Jawaban Tuhan; Perihal Takdir

Rasanya sangat egois jika kali ini aku tidak turut berbahagia atas datangnya kabar ini, tapi terlalu munafik juga jika tidak mengakui bahwa aku agak sedikit entah haru atau bersedih karenanya. Cukup lama tiada saling berbagi kabar berita, tanah pijakan pun sama jauhnya, kali ini kabar itu datang tengah malam, bersama sepotong pesan pendek bertajuk undangan pernikahan dari sebuh nomor tak bernama.

“Tanggal 3 bulan 5 aa’ menikah Ay”

Aku masih setengah tidur waktu pesan itu masuk ke kotak masu hape bututku, kukira pesan itu masih merupakan bagian dari penggalan mimpiku semalam, ternyata tidak, memang benar dia mengabarkan pernikahannya.

Akhirnya hari itu datang. Hari dimana Tuhan memberikan jawaban atas segala pertanyaan perihal takdir yang telah lama ditunggu-tunggu selama bertahun-tahun tentang apa, bagaimana, dimana dan siapa yang akan menikah terlebih dahulu di antara dua orang yang pernah saling mengubur cinta karena pertentangan orang tua.

Tinggal bertetangga lama, berkawan sejak kanak-kanak, memadu cinta saat belia hingga menjadi sahabat saja menjadi pilihan yang paling tepat, mendewasa bersama, saling pasrah hingga berputus asa demi menjaga perasaan dari banyak nama.

*DATA TERCATAT*:
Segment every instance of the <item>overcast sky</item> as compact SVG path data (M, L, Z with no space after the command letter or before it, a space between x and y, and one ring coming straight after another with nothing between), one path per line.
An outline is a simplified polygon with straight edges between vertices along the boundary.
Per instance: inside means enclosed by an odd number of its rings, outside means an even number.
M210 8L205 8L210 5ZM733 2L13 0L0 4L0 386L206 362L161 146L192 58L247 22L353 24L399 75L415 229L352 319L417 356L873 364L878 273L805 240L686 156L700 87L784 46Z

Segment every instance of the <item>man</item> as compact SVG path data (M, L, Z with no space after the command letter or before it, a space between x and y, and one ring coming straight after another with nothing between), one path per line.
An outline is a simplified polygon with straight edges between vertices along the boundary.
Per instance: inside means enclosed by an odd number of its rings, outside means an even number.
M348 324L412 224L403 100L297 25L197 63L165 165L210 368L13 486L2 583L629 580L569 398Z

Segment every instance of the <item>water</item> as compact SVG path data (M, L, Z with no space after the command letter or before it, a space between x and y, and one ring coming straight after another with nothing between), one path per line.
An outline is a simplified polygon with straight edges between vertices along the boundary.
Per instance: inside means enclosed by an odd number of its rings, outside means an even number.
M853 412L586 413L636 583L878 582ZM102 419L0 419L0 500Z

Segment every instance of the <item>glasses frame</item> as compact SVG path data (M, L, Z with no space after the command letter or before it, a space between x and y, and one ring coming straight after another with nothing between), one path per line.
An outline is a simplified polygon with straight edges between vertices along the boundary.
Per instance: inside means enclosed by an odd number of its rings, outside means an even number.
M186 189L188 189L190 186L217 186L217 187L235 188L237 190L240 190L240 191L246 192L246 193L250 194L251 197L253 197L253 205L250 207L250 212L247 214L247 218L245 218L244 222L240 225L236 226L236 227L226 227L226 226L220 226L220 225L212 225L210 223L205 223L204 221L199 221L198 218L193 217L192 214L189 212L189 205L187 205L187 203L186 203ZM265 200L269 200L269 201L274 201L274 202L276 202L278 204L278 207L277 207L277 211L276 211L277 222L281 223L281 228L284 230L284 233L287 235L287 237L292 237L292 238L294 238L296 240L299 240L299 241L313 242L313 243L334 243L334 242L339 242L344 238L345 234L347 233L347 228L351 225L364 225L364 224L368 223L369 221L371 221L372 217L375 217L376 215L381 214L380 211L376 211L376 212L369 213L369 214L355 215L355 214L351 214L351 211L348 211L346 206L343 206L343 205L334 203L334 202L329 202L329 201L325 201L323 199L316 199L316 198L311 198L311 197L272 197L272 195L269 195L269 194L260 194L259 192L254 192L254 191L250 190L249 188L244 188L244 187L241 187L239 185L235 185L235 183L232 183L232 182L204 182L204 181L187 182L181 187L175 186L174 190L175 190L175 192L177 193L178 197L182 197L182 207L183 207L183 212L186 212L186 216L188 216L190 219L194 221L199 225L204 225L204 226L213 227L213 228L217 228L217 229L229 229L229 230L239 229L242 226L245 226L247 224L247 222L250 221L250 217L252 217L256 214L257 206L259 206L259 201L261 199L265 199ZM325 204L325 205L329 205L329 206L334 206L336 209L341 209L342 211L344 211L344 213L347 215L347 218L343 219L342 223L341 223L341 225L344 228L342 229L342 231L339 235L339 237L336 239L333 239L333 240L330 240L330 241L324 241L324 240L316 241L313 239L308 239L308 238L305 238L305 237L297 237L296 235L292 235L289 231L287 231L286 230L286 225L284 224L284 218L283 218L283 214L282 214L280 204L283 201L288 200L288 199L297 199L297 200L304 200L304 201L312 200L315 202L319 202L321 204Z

*SOAL*:
Tuliskan kembali bagian cuplikan tentang kabar pernikahan itu, mulai dari "Jawaban Tuhan; Perihal" sampai dengan "dia mengabarkan pernikahannya.", tanpa perubahan sedikit pun.

*JAWABAN*:
Jawaban Tuhan; Perihal Takdir

Rasanya sangat egois jika kali ini aku tidak turut berbahagia atas datangnya kabar ini, tapi terlalu munafik juga jika tidak mengakui bahwa aku agak sedikit entah haru atau bersedih karenanya. Cukup lama tiada saling berbagi kabar berita, tanah pijakan pun sama jauhnya, kali ini kabar itu datang tengah malam, bersama sepotong pesan pendek bertajuk undangan pernikahan dari sebuh nomor tak bernama.

“Tanggal 3 bulan 5 aa’ menikah Ay”

Aku masih setengah tidur waktu pesan itu masuk ke kotak masu hape bututku, kukira pesan itu masih merupakan bagian dari penggalan mimpiku semalam, ternyata tidak, memang benar dia mengabarkan pernikahannya.